| Problem to work on |
Please copy every one of the records below, swapping "bounding box" for "enclosing rectangle" wherever it occurs and leaving everything else unchanged.

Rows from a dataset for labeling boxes
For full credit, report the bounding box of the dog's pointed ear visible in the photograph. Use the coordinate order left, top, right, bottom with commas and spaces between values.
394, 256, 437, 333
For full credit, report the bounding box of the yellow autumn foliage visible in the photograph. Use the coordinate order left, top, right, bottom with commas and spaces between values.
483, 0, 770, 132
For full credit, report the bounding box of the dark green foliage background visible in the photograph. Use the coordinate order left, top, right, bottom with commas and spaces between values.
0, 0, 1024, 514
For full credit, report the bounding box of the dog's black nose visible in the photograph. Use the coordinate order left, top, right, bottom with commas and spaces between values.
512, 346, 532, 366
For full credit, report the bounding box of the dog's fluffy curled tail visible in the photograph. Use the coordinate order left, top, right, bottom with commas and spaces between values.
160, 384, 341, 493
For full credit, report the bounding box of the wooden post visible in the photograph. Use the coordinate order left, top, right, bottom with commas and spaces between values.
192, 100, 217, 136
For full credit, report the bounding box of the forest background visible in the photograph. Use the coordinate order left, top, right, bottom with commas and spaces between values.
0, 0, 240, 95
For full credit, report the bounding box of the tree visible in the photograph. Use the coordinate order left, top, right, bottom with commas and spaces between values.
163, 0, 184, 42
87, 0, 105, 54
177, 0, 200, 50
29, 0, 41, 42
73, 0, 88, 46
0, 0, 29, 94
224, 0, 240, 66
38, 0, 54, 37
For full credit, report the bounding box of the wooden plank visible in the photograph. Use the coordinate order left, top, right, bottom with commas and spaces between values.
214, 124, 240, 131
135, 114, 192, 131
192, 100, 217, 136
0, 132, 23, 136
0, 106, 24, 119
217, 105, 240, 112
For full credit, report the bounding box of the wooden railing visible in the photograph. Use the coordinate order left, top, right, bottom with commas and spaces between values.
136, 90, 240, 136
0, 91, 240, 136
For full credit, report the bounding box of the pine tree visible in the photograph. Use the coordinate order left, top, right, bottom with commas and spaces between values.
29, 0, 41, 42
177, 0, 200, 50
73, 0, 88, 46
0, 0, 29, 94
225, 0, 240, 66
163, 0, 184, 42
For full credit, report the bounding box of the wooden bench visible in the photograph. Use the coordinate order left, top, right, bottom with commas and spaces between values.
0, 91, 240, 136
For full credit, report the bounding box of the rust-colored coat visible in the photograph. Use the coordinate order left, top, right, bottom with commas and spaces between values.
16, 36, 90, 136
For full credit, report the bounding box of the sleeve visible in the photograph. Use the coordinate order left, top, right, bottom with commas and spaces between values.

| Written answer |
For full credit, report the enclosing rectangle of the dog's pointed ear visible in the photograph. Use the coordinate order left, top, right, bottom with commas and spaces between values.
394, 256, 437, 333
For full credit, report the enclosing rectangle of the yellow autumn foliage visible in the photograph. Use the coordinate order left, top, right, bottom with commas and spaces between values.
483, 0, 770, 132
For full credit, report the enclosing rectangle of the dark green foliage background visible in the photograph. Use the coordinate order left, top, right, bottom with commas and spaces between values.
0, 0, 1024, 514
For full credit, report the enclosing rectangle of the dog's black nose visible in the photograph. Use the coordinate order left, top, right, bottom with commas and spaces between values.
512, 346, 532, 366
For full credit, report the enclosing rectangle of the dog's fluffy curled tail visible in the photograph. Use the coordinate order left, top, right, bottom with commas and spaces between values.
160, 384, 341, 493
For full credit, report the enclosing rectangle of the wooden post visible in the photograph. Use the coordinate order left, top, right, bottom with commas and spaces between values.
192, 100, 217, 136
For full credit, report the enclosing rectangle of the forest background visible in the photograph. Use the coordinate order left, top, right, bottom with commas and spaces between values.
0, 0, 240, 95
For full credit, report the enclosing rectangle of the tree visible in the photograph. Use the coordinate order left, top, right, bottom with commas and spaces between values.
163, 0, 184, 42
87, 0, 105, 54
177, 0, 200, 50
29, 0, 41, 42
73, 0, 88, 46
0, 0, 29, 94
224, 0, 240, 66
38, 0, 54, 37
For full credit, report the enclosing rectangle of the wooden plank visible in the photograph. Use the coordinate order left, top, right, bottom with commas and spaces between values.
214, 124, 240, 131
135, 114, 192, 131
192, 100, 217, 136
0, 132, 23, 136
0, 106, 24, 119
217, 105, 240, 112
For full credit, report the enclosing rectangle of the wooden railing visible in the photograph. Use the coordinate order left, top, right, bottom with commas and spaces between values.
136, 90, 240, 136
0, 91, 240, 136
For full credit, report the enclosing rectangle of the pine tree visible in the photograph. Use the coordinate order left, top, right, bottom with commas and spaces between values.
29, 0, 41, 42
177, 0, 200, 50
73, 0, 88, 46
0, 0, 29, 94
225, 0, 240, 66
163, 0, 184, 42
For full credit, report the enclosing rectangle of the wooden bench visible in the photograph. Use the coordinate order left, top, right, bottom with commas and spaces between values.
0, 91, 240, 136
For full credit, report the enclosing rectangle of the rust-colored coat visible in the photograph. Use the coordinate order left, top, right, bottom with commas and spaces between values.
16, 36, 90, 136
For full credit, report the enclosing rectangle of the sleeve visible in the photograph. Use the coordinate order left, top, right, bottom with commas and spaces between values.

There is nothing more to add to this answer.